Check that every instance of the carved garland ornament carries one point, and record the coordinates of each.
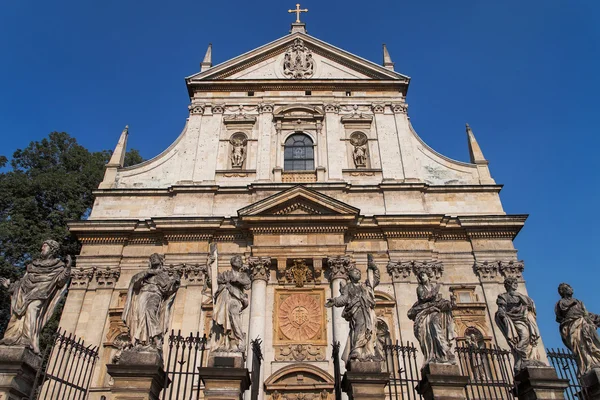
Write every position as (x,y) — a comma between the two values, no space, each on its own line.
(298,62)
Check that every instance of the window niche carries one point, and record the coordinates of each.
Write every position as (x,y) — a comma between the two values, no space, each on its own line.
(359,149)
(238,149)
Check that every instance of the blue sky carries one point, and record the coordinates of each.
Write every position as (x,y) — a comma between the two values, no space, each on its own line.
(524,74)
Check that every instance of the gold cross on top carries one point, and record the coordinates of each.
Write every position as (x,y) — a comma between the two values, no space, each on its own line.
(298,11)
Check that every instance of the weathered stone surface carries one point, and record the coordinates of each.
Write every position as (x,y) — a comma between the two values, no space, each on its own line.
(539,383)
(365,380)
(18,366)
(442,381)
(224,383)
(139,375)
(591,384)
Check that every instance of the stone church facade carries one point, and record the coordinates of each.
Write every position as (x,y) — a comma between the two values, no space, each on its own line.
(300,157)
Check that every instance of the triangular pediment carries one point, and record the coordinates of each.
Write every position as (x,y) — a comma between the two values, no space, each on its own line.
(294,57)
(298,201)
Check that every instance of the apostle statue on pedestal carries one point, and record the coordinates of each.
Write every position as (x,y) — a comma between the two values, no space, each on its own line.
(229,302)
(147,309)
(358,300)
(578,329)
(516,318)
(35,296)
(434,326)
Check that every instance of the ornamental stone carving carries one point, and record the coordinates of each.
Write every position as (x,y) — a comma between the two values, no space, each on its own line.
(265,108)
(359,152)
(238,143)
(298,62)
(401,270)
(107,277)
(299,273)
(196,109)
(332,108)
(378,108)
(578,329)
(300,317)
(81,277)
(400,108)
(339,266)
(259,268)
(300,352)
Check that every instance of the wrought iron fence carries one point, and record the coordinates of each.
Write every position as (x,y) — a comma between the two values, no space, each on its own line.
(66,369)
(256,363)
(564,363)
(489,369)
(337,374)
(185,355)
(401,363)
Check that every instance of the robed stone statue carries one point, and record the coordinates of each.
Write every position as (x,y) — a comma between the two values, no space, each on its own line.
(516,318)
(578,329)
(358,300)
(147,311)
(35,296)
(433,323)
(229,302)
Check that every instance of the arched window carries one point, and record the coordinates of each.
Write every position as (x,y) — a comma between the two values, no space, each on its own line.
(299,154)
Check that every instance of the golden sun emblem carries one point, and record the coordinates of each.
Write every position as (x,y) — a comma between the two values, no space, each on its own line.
(300,317)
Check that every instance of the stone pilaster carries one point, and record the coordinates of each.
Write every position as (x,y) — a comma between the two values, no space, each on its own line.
(138,375)
(18,367)
(540,383)
(442,381)
(259,272)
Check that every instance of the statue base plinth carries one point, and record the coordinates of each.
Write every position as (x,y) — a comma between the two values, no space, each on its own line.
(18,367)
(137,375)
(539,383)
(225,378)
(365,380)
(591,384)
(223,359)
(442,381)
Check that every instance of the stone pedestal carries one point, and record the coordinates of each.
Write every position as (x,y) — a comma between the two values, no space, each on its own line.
(442,381)
(540,383)
(591,384)
(365,380)
(225,377)
(137,376)
(18,367)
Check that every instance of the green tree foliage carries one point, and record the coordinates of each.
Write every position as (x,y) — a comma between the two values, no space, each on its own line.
(49,183)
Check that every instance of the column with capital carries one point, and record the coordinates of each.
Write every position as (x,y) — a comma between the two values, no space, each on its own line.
(338,275)
(259,273)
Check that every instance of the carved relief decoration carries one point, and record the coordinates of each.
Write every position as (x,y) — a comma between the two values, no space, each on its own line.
(359,152)
(298,62)
(299,273)
(238,143)
(300,352)
(401,270)
(300,317)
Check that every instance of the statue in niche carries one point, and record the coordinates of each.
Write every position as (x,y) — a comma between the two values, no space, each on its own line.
(433,322)
(298,62)
(359,152)
(358,300)
(229,302)
(34,297)
(238,150)
(148,305)
(516,319)
(578,329)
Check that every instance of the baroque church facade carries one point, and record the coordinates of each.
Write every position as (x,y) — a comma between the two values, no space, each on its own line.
(301,158)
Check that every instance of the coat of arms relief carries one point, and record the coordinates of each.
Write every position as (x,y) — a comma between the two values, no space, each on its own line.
(298,62)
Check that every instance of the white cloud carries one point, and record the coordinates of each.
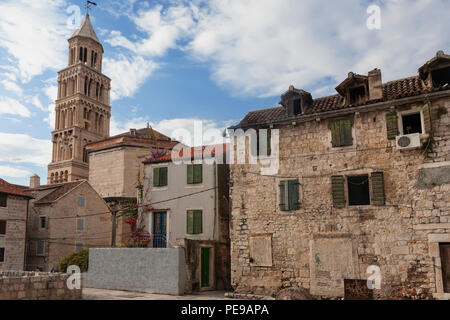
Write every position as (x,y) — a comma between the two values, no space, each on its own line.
(22,148)
(34,33)
(211,130)
(12,172)
(127,74)
(13,107)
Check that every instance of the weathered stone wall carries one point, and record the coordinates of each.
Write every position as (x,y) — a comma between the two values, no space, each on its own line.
(36,286)
(318,246)
(15,214)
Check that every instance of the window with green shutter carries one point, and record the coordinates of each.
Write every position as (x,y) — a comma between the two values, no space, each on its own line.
(160,177)
(289,195)
(391,125)
(378,195)
(194,223)
(338,191)
(341,133)
(194,173)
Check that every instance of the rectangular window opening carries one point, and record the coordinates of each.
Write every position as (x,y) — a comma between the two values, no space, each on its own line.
(358,190)
(412,123)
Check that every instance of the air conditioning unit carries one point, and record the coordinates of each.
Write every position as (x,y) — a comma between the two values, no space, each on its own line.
(408,141)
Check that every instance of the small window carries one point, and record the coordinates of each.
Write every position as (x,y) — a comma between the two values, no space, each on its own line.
(357,95)
(358,190)
(160,177)
(412,123)
(81,201)
(441,77)
(80,224)
(341,133)
(3,199)
(2,227)
(194,222)
(194,173)
(78,247)
(40,250)
(43,222)
(289,195)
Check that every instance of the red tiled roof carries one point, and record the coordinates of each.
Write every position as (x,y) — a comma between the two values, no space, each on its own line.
(60,190)
(195,153)
(6,187)
(143,138)
(403,88)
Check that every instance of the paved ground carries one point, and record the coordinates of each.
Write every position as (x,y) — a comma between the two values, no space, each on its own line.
(102,294)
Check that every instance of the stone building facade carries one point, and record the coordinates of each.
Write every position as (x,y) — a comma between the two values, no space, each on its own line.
(65,218)
(190,209)
(82,107)
(362,191)
(13,217)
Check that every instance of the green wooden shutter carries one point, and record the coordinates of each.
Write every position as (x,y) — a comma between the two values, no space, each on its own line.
(346,133)
(156,177)
(427,118)
(391,125)
(338,191)
(190,222)
(198,222)
(163,177)
(293,195)
(378,195)
(335,134)
(190,174)
(284,196)
(198,173)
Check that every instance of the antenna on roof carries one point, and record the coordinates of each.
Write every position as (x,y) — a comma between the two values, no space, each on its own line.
(88,6)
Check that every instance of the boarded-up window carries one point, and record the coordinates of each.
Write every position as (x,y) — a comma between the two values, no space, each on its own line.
(289,195)
(80,224)
(194,223)
(3,199)
(194,173)
(260,247)
(160,177)
(341,133)
(2,227)
(391,125)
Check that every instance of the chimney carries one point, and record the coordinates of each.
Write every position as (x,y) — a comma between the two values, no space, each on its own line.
(375,85)
(35,181)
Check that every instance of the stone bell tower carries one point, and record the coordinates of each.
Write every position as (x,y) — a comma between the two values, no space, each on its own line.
(83,108)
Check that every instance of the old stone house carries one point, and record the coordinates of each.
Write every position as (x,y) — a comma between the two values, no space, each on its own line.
(190,208)
(363,186)
(64,218)
(13,217)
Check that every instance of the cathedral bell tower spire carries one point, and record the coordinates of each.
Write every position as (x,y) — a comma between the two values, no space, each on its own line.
(83,109)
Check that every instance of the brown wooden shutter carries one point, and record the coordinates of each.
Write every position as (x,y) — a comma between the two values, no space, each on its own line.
(391,125)
(284,196)
(190,222)
(335,134)
(338,191)
(427,118)
(156,177)
(378,195)
(293,195)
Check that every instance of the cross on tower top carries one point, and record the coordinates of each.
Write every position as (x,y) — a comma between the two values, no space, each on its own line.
(89,5)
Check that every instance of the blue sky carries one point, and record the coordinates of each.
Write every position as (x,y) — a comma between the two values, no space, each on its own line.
(175,61)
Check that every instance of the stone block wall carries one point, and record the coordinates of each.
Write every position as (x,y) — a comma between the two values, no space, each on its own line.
(36,286)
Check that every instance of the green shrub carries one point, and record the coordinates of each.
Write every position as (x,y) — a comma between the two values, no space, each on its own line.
(80,259)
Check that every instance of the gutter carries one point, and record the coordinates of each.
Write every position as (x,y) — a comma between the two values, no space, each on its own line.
(369,107)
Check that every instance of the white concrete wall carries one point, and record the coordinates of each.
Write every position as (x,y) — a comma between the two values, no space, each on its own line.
(177,209)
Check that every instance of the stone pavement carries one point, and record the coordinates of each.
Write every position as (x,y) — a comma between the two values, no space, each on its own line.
(103,294)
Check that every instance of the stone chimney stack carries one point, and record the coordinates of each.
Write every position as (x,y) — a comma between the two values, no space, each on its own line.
(375,85)
(35,181)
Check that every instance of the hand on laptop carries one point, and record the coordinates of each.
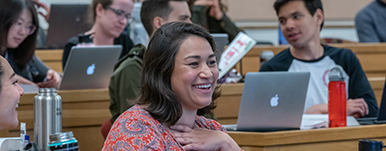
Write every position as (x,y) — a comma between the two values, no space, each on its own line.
(317,109)
(357,107)
(203,139)
(53,80)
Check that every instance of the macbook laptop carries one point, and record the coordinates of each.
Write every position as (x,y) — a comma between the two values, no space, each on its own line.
(221,41)
(90,67)
(66,21)
(272,101)
(381,118)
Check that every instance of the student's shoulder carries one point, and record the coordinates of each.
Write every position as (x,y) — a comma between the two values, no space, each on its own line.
(336,51)
(133,59)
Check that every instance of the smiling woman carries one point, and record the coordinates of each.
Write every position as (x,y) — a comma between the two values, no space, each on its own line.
(10,93)
(179,80)
(18,31)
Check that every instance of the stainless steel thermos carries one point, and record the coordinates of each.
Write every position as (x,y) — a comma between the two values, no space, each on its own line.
(47,115)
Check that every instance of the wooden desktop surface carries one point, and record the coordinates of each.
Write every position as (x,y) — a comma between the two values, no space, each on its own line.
(326,139)
(371,56)
(84,111)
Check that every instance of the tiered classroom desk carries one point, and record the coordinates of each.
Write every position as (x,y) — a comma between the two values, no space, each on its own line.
(327,139)
(372,57)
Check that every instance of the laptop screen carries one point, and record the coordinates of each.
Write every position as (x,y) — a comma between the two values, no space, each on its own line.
(66,21)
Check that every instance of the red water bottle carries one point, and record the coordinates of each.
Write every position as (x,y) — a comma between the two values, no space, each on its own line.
(337,99)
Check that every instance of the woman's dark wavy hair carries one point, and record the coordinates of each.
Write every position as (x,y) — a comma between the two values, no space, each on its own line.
(10,11)
(159,60)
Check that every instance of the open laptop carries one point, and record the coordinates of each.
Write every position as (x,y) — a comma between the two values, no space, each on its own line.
(381,118)
(66,21)
(221,41)
(90,67)
(272,101)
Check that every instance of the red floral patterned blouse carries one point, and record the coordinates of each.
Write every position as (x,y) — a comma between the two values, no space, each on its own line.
(136,129)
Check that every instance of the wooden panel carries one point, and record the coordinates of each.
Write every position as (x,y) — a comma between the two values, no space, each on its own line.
(262,10)
(308,136)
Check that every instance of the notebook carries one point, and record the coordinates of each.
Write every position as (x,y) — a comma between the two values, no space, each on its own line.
(272,101)
(221,40)
(381,118)
(66,21)
(90,67)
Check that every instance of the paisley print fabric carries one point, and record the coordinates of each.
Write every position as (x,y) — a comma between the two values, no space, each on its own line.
(137,130)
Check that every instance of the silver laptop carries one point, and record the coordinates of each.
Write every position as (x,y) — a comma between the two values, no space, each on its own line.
(221,41)
(272,101)
(66,21)
(381,116)
(90,67)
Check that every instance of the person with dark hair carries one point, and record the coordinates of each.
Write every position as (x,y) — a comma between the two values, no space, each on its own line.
(179,78)
(125,83)
(370,22)
(210,14)
(301,22)
(18,31)
(108,19)
(10,93)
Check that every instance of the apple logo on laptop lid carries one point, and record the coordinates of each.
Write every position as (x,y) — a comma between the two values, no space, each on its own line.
(275,100)
(90,69)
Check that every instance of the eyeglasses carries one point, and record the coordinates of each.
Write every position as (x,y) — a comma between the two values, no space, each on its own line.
(121,14)
(28,27)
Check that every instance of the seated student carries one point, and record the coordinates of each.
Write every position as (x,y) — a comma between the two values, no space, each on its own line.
(301,22)
(179,78)
(108,18)
(18,30)
(10,93)
(211,15)
(370,22)
(125,85)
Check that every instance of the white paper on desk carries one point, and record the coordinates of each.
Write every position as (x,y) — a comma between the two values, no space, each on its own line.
(9,143)
(29,88)
(319,120)
(234,52)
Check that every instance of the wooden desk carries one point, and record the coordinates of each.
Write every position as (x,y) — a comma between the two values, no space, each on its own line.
(333,139)
(228,104)
(83,112)
(371,55)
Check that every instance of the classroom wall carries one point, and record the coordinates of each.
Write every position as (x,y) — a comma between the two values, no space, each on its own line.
(258,18)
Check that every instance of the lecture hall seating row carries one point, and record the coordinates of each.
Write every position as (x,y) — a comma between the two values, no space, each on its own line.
(85,110)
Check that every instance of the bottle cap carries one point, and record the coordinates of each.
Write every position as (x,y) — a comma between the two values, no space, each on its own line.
(44,90)
(53,90)
(336,74)
(267,55)
(61,137)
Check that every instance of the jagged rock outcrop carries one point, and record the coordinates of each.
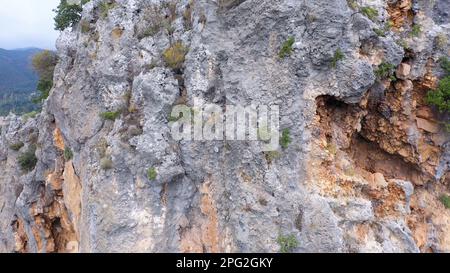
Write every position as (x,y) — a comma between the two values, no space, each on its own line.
(364,172)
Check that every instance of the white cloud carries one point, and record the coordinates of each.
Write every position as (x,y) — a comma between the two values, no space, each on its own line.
(27,23)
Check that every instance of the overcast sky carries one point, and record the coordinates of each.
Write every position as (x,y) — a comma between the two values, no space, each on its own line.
(27,23)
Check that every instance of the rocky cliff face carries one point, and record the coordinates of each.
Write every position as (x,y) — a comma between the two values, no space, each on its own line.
(364,172)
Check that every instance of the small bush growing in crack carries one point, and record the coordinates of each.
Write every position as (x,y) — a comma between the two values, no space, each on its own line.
(285,138)
(286,48)
(28,160)
(271,156)
(416,30)
(105,7)
(338,56)
(110,115)
(441,41)
(385,70)
(187,16)
(441,96)
(287,243)
(370,13)
(175,55)
(106,163)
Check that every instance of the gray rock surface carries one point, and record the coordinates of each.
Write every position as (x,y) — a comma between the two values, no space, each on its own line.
(208,195)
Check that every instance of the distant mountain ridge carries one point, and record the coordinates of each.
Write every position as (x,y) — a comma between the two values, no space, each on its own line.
(17,80)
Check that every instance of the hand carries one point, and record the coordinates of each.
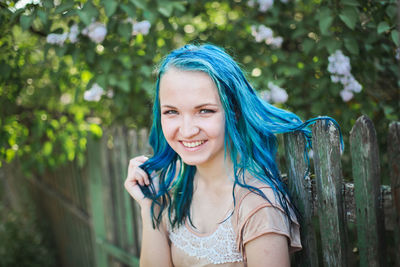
----------
State how many lines in the listing above contain "cross". Offer nothing besides that number.

2